▶ Exercise brief: Write each line exactly as it stands, from the line containing "Would you be able to indicate the bull's back" through the end of the data.

[Records from a data source]
<<<<

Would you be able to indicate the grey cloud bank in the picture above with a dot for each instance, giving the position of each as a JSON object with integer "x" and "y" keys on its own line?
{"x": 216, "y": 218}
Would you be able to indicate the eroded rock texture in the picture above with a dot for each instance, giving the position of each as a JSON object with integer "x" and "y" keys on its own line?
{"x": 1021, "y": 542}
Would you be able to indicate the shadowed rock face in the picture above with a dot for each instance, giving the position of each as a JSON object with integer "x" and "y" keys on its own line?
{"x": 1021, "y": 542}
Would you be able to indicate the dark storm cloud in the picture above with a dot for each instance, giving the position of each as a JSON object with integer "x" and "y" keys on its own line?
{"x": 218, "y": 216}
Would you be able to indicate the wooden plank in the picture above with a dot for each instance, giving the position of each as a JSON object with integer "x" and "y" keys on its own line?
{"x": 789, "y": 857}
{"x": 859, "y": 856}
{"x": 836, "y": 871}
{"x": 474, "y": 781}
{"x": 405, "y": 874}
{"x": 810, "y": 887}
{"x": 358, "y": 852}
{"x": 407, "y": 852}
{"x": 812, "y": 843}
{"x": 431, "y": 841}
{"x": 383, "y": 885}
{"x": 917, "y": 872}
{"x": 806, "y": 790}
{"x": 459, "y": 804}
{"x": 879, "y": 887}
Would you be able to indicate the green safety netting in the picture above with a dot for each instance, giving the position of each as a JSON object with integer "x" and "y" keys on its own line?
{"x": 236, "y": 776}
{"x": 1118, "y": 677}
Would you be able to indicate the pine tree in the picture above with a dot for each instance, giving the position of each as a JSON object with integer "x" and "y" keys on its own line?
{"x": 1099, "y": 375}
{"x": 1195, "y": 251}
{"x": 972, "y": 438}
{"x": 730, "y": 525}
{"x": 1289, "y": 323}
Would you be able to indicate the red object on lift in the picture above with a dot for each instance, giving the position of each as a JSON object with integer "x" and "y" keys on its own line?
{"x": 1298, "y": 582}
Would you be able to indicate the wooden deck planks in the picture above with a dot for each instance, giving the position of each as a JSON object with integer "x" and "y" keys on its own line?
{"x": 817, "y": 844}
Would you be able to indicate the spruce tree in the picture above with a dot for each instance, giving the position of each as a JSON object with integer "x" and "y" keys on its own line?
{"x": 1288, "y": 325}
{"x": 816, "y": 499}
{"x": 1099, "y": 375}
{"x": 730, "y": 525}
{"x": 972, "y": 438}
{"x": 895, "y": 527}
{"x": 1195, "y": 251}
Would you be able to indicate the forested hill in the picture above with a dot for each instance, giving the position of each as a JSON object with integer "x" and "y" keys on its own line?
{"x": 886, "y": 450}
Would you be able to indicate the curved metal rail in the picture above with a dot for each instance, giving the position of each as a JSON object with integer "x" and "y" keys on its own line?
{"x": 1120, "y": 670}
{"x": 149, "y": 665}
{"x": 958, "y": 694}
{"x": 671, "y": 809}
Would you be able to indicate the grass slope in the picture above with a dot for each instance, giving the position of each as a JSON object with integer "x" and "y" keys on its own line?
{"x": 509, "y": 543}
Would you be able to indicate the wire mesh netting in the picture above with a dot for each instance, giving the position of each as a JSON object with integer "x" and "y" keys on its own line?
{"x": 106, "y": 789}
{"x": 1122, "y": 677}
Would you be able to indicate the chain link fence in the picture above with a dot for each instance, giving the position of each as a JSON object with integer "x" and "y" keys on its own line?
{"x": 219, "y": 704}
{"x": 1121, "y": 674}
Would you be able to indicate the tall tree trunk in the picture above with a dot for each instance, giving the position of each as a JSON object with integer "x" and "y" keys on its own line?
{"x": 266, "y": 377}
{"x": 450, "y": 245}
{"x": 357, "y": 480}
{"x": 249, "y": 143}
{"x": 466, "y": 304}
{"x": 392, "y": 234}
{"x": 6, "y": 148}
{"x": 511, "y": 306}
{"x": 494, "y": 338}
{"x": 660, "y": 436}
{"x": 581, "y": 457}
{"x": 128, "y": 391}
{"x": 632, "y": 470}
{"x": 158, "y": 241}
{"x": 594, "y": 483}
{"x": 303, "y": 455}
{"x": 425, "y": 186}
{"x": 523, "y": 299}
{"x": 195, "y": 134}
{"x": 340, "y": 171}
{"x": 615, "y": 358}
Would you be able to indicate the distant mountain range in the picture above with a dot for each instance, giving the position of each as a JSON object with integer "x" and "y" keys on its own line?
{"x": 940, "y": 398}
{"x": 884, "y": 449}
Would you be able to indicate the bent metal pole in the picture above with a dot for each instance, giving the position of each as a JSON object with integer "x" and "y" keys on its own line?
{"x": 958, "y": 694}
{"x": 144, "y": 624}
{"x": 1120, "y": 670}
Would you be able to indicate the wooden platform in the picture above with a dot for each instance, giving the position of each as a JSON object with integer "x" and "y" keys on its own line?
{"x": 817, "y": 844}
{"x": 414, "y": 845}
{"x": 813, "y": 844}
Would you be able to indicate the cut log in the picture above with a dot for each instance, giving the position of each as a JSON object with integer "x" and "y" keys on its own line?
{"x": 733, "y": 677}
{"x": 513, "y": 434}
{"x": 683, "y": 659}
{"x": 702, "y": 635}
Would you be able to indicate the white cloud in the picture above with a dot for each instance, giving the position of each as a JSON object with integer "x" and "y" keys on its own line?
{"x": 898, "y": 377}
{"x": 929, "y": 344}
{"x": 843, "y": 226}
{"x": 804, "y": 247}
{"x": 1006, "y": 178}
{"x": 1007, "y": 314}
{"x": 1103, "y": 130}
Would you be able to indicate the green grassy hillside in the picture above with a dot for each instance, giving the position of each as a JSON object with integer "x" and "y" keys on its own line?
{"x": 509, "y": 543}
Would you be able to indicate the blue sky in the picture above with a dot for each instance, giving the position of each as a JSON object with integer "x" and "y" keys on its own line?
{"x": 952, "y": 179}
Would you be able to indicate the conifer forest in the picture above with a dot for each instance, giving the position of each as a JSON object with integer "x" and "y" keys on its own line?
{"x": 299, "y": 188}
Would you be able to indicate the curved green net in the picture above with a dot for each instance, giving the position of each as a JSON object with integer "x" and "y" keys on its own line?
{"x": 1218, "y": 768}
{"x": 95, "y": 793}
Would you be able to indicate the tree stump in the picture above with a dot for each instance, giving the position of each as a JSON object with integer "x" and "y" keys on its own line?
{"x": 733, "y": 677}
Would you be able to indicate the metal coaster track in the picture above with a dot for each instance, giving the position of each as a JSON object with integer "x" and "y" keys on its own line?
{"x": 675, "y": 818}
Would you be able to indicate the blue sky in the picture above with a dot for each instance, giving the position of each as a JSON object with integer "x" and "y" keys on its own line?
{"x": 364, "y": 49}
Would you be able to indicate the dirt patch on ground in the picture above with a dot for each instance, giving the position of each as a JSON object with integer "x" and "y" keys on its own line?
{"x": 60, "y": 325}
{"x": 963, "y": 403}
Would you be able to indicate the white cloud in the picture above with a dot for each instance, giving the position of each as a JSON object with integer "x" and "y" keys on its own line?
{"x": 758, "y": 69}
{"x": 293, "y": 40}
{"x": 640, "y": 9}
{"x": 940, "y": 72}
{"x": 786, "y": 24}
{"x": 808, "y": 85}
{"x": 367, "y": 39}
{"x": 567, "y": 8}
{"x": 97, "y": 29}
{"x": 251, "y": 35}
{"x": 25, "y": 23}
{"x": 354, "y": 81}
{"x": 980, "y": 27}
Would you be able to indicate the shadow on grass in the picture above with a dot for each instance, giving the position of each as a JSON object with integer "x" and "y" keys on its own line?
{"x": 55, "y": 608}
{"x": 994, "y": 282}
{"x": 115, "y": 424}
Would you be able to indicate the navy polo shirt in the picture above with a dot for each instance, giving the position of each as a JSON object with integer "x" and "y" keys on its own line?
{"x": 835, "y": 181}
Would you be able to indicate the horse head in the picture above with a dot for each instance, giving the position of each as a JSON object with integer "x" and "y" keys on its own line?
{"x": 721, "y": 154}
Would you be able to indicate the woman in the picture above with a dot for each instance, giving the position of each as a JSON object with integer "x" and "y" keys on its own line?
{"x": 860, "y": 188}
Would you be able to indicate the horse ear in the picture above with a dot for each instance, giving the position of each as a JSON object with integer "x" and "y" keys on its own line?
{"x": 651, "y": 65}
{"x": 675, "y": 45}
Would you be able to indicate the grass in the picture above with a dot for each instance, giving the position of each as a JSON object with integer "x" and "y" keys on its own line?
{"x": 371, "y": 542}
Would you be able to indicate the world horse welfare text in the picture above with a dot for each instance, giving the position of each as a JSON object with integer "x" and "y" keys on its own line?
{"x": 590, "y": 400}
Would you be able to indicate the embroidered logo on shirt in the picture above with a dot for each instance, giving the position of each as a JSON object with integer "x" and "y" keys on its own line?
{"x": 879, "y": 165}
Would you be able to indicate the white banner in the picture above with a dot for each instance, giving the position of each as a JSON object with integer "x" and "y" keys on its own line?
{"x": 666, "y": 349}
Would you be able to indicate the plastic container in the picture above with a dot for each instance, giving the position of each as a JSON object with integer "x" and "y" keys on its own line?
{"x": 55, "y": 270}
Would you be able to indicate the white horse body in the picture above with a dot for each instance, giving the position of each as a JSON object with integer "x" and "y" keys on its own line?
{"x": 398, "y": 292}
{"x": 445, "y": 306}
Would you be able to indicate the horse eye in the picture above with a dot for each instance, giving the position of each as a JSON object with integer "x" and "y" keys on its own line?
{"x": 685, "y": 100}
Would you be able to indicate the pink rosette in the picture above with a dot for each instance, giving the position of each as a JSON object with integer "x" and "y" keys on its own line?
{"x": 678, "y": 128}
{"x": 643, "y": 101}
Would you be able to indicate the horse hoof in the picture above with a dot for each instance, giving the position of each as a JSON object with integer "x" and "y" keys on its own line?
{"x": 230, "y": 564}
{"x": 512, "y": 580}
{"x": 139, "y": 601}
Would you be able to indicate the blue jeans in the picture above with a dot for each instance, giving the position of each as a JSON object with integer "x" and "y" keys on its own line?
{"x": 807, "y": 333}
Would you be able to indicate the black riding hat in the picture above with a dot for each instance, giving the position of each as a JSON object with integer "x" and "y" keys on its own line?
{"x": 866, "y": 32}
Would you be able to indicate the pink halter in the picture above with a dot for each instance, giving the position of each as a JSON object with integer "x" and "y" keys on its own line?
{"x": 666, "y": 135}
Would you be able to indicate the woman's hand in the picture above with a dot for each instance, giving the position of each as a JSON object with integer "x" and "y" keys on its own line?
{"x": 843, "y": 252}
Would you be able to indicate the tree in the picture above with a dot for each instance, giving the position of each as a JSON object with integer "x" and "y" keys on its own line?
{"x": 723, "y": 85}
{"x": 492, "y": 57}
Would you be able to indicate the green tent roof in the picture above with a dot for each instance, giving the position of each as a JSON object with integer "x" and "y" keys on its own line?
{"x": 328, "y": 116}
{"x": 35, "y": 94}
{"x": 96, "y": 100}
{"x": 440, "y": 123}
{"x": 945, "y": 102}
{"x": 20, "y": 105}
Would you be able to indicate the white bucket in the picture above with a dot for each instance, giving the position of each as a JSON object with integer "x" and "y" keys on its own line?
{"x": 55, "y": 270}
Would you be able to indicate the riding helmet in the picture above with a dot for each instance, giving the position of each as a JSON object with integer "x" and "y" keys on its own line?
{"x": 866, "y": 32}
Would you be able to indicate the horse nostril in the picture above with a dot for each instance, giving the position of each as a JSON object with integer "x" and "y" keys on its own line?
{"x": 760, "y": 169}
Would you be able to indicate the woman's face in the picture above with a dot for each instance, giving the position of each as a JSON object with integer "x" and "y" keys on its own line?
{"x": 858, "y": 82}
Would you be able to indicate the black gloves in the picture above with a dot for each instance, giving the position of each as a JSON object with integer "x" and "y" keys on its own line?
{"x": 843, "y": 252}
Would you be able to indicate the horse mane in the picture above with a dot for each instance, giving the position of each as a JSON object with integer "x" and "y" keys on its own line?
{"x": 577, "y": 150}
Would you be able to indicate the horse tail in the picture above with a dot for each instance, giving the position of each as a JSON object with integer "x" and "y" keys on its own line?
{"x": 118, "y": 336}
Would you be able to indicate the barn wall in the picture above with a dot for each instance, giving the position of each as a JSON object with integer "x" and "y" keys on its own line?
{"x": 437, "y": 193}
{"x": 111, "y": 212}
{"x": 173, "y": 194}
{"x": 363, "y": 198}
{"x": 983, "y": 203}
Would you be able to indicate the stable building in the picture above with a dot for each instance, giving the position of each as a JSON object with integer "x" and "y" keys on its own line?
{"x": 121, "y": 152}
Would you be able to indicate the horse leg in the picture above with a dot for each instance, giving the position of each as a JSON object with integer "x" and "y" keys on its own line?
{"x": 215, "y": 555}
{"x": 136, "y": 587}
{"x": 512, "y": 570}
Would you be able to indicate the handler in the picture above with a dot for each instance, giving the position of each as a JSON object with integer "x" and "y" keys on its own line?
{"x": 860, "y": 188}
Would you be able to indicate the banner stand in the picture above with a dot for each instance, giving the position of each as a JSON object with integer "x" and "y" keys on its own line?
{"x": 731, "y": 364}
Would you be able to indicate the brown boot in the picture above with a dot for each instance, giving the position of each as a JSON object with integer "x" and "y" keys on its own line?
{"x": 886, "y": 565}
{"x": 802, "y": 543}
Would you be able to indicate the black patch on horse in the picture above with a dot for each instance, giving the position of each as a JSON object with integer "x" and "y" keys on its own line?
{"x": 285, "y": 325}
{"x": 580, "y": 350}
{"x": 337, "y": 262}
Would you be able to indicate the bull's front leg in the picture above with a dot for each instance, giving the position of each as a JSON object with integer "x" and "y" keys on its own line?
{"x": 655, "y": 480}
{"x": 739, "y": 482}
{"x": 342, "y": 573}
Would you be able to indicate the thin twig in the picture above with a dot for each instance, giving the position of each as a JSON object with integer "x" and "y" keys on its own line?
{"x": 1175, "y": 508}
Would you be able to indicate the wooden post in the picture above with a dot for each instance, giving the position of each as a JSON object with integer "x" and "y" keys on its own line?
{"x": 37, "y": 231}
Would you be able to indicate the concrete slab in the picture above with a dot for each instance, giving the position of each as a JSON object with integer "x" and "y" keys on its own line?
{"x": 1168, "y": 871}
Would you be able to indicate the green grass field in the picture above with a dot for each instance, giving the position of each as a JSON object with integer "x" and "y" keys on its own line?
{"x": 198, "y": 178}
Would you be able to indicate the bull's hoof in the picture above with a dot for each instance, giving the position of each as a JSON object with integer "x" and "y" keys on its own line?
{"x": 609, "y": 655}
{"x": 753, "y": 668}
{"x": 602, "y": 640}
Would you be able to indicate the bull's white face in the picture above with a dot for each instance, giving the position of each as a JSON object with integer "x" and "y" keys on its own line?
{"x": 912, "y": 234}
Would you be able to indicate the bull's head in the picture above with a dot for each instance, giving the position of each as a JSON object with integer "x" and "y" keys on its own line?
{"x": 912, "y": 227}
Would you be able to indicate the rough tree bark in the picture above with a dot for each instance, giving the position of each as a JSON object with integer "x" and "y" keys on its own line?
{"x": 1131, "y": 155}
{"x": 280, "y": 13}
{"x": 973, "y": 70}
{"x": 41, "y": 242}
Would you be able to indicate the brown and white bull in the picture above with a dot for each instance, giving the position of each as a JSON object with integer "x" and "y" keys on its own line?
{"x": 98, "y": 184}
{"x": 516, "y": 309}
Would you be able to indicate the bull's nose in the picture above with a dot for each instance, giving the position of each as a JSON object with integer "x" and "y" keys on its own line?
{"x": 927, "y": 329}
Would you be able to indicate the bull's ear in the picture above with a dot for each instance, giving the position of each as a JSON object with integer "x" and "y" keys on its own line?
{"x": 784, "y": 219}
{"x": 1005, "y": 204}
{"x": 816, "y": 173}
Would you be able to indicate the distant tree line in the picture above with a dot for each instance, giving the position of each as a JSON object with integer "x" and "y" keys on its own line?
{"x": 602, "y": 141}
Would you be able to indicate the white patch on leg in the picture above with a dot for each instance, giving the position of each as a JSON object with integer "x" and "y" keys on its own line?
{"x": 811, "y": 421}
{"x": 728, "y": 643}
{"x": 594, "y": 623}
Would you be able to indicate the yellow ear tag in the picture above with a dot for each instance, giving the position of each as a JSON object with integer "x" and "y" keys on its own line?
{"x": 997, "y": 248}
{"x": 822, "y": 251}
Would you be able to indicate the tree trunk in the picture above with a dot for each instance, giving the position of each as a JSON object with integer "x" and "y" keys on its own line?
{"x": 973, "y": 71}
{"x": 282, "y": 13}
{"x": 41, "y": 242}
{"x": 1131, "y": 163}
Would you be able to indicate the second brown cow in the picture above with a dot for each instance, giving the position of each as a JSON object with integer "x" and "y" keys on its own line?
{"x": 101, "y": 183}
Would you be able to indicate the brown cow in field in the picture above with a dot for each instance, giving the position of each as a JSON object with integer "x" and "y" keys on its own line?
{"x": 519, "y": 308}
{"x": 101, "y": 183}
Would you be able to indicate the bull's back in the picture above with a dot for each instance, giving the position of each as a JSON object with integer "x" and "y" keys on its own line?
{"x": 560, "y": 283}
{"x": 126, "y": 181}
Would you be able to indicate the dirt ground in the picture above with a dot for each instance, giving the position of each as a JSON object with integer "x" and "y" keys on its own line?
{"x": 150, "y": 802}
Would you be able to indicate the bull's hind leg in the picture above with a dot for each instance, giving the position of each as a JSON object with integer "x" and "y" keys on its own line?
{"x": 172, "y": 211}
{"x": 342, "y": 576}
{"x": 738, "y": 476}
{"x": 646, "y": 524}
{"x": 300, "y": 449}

>>>>

▶ Exercise answer:
Would you be able to indicate the bull's back in the picture above with a dot for each instance, giving the position of each as a JSON object with integer "x" and "y" keys on its own line?
{"x": 560, "y": 283}
{"x": 126, "y": 181}
Would you be able to indicate the dirt ground in the picture above with a dot for each instance, giving the position of each as a JSON object with integer "x" and "y" keys on its own line?
{"x": 150, "y": 802}
Would you be able to indicate the bull's hind leg in the picture above with a dot for each instance, giving the position of each as a JSON object with integer "x" and "y" keys on its own line?
{"x": 172, "y": 211}
{"x": 342, "y": 576}
{"x": 738, "y": 476}
{"x": 646, "y": 524}
{"x": 300, "y": 449}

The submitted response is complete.